**TASKS AND EXERCISES:**
**A)** On the page about the Women in the Digital World conference, list every topic that the scholars, journalists and activists meet to discuss.
**B)** From the Women in the Digital World conference page, copy word for word everything from "The aim of the" down to "trolling and bullying.".
**C)** Write the next part of the Women in the Digital World conference page, starting right after its final sentence.

[TEXT FOR ANALYSIS — start]

Women in the Digital World
21-22 April 2022
Columbia University, New York

Women in the digital world is a conference organized jointly by:

  • The Technology, Media and Communications specialization at Columbia University’s School of International and Public Affairs in New York and 
  • Audencia in Nantes-Paris

The aim of the conference is to bring together a diversified public of scholars and practitioners interested in the relationship between women and digital media. 

In recent years, awareness has grown about the place of women in the digital world. While social media has created spaces for women to find each other and unite against harassment and gender-based violence, it is also a contested site, with women being the victims of trolling and bullying.

In an age of polarization and war where digital violence is the norm and political speech is often false and toxic, join us for  an in-person discussion of Women in the Digital World.
Scholars from around the globe, as well as journalists and activists,  meet to discuss women's speech online,  combating the racial and gender bias of algorithms, digital violence, regulating big tech  and disinformation in Russia's war on Ukraine.

Short program

Thursday April, 21

 

Friday April, 22

Please also check  the Special Issue in Information, Communication and Society Volume 24, Issue 14 (2021)

 

Please see full program

Keynote Speaker

Rana Foroohar

Rana Foroohar is Global Business Columnist and an Associate Editor at the Financial Times, based in New York. She is also CNN’s global economic analyst. Her book, “Makers and Takers: The Rise of Finance and the Fall of American Business” (Crown), about why the capital markets no longer support business, was shortlisted for the Financial Times McKinsey Book of the Year award in 2016. Her new book, “Don’t Be Evil: How Big Tech Betrayed Its Founding Principles – And All of Us,” about the 20 year rise of platform technology and how it has reshaped economics, politics, and society, is out November 5th, 2019.

[TEXT FOR ANALYSIS — finish]
[EXCERPTED RECORDS — start]

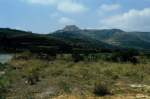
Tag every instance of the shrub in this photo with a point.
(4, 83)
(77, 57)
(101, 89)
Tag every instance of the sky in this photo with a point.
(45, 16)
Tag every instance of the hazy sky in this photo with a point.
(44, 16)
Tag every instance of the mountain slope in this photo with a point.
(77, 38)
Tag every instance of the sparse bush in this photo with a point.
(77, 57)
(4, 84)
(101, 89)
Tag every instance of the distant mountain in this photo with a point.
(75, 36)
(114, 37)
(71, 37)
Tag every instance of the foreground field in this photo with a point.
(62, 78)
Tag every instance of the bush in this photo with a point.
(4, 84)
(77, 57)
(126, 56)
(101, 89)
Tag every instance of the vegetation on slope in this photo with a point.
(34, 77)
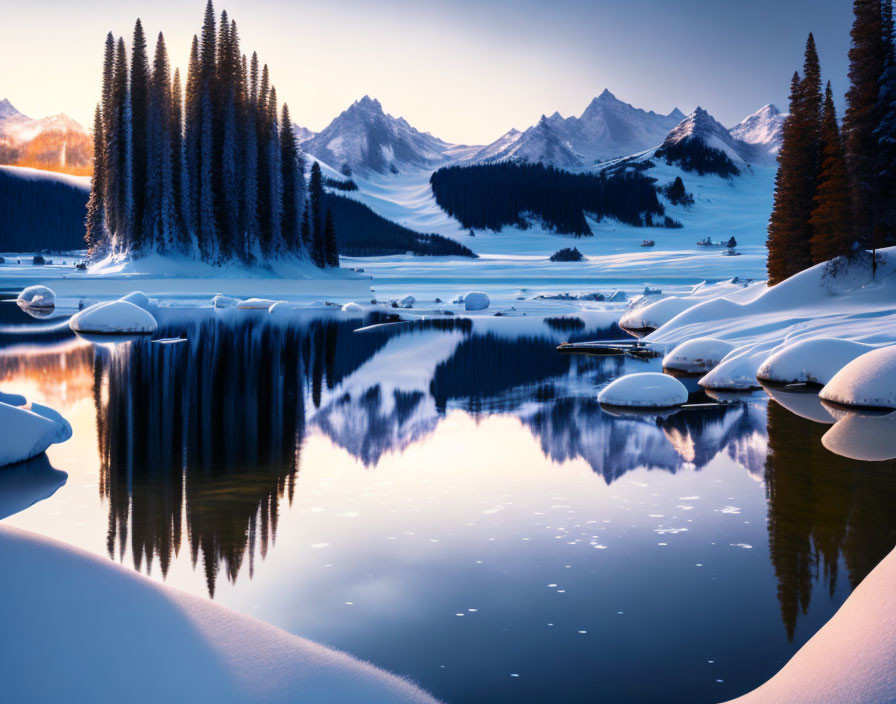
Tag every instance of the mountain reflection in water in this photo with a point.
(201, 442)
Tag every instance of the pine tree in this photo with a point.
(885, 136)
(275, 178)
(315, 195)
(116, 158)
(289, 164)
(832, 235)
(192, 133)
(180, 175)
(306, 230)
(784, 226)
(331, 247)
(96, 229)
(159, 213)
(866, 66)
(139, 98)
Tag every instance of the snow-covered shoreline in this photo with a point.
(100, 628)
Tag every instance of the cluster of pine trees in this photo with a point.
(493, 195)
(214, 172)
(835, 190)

[EXCERPTED RECORDS — finish]
[EXCERPTED RECORDS — start]

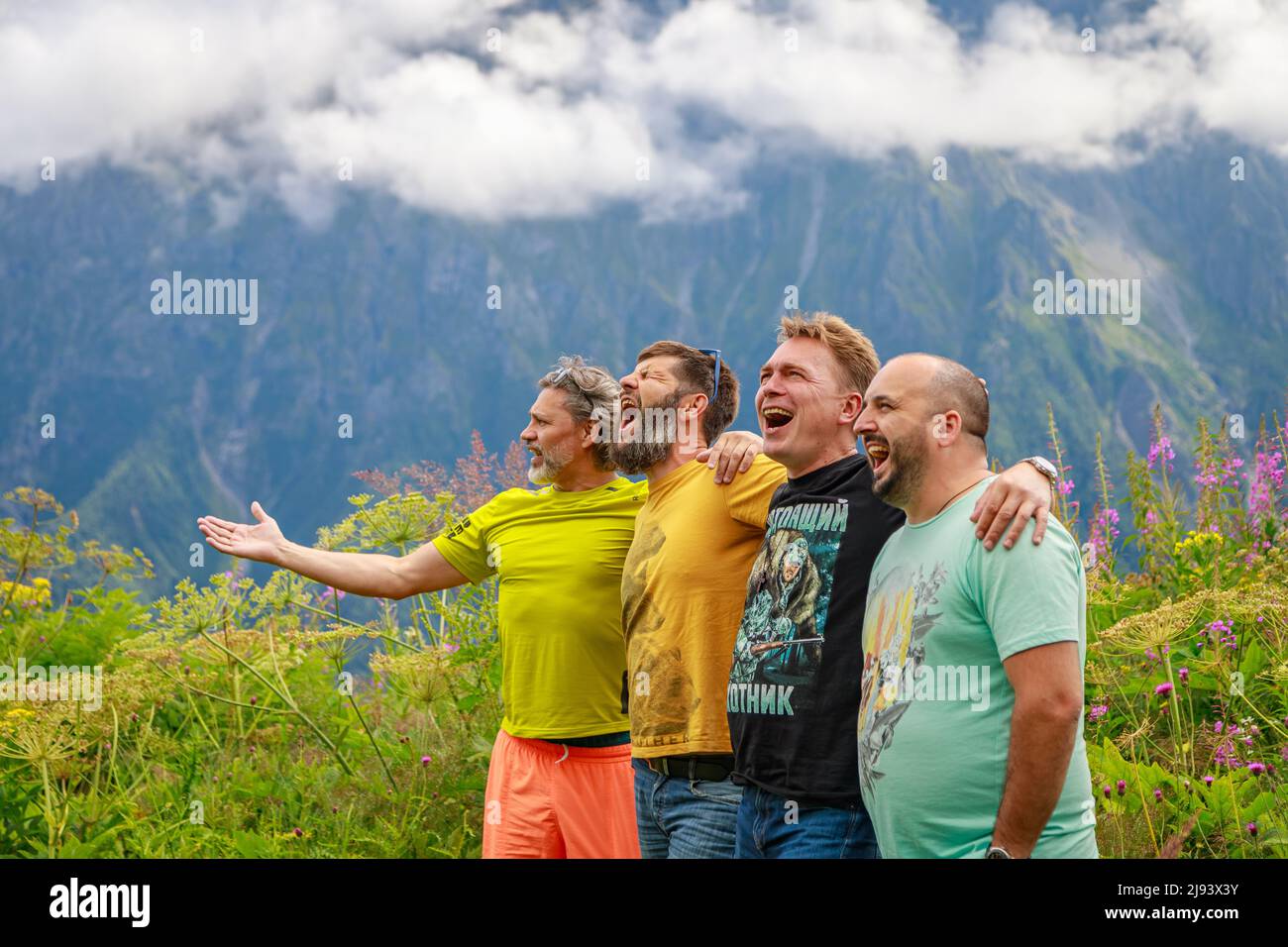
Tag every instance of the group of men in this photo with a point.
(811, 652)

[EXCERPTED RECORDS — finish]

**REPLIES:**
**A)**
- women's speech online
- combating the racial and gender bias of algorithms
- digital violence
- regulating big tech
- disinformation in Russia's war on Ukraine

**B)**
The aim of the conference is to bring together a diversified public of scholars and practitioners interested in the relationship between women and digital media. 

In recent years, awareness has grown about the place of women in the digital world. While social media has created spaces for women to find each other and unite against harassment and gender-based violence, it is also a contested site, with women being the victims of trolling and bullying.

**C)**
Prior to joining the FT and CNN, Foroohar spent 6 years at TIME, as an assistant managing editor and economic columnist. She previously spent 13 years at Newsweek, as an economic and foreign affairs editor and a foreign correspondent covering Europe and the Middle East. During that time, she was awarded the German Marshall Fund’s Peter Weitz Prize for transatlantic reporting. She has also received awards and fellowships from institutions such as the Johns Hopkins School of International Affairs and the East West Center.  She is a life member of the Council on Foreign Relations. 

Foroohar graduated in 1992 from Barnard College, Columbia University.  She lives in Brooklyn with her husband, the author John Sedgwick, and her two children. 

Karolina Koc-Michalska is a Professor at Audencia (France), Associated Professor at University of Silesia (Poland) and Associate Researcher at Sciences-Po Paris.

She manages a large comparative survey studies in the UK, US, Poland and France concentrating on societal changes in the digitally advanced societies (responsible citizenship). She is working on a large set of trace data concentrating on communicational strategies (populism, personalization) employed by political parties. Her research concentrates on political participation, digital inequalities, and mobilization effects. She is involved in a study on political communication in 28 EU countries during the European Parliament elections (2009-2014-2019) and OPTED project (Horizon 2020).  

She has published her research in peer-reviewed journal and edited several special issues dedicated to political engagement and communication (New Media and Society, Political Communication, Information, Communication and Society, Social Science Computer Review and Journal of Information Technology and Politics).

Anya Schiffrin is the director of the Technology, Media, and Communications specialization at Columbia University’s School of International and Public Affairs.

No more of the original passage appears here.